WHAT YOU WILL DO →
Lines with the word "negative" in them are the ones to copy from the records.

RECORDS FOR THE EXERCISE →
----
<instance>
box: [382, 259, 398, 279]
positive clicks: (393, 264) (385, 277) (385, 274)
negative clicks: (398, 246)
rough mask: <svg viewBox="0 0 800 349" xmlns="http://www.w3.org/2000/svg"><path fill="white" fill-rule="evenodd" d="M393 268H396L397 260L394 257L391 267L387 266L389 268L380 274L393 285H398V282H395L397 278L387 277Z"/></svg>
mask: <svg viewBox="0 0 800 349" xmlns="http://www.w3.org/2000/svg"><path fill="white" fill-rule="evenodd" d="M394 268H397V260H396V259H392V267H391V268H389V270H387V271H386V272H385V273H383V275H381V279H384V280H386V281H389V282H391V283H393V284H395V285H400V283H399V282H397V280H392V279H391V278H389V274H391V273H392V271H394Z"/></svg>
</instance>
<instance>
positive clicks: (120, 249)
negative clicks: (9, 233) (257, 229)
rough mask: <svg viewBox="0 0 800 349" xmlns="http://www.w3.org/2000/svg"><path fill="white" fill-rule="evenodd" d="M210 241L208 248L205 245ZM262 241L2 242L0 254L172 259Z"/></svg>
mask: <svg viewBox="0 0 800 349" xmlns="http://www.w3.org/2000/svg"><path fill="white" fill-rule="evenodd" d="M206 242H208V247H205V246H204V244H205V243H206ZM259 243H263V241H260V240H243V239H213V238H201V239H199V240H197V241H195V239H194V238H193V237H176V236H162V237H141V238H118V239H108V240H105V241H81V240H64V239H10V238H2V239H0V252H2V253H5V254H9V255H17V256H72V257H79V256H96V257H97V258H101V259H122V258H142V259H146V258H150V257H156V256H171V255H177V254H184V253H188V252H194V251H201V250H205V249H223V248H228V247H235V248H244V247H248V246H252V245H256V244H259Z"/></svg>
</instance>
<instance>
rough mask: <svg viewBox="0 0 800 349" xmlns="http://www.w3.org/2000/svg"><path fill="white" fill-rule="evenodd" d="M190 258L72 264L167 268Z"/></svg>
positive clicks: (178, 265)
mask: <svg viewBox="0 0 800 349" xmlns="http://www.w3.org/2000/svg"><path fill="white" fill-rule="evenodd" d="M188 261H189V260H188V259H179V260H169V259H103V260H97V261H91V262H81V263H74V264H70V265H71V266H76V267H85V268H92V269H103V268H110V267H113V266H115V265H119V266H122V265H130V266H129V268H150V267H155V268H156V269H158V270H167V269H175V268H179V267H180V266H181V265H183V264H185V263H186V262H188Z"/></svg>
----
PROBLEM SOLUTION →
negative clicks: (398, 246)
negative clicks: (9, 233) (257, 229)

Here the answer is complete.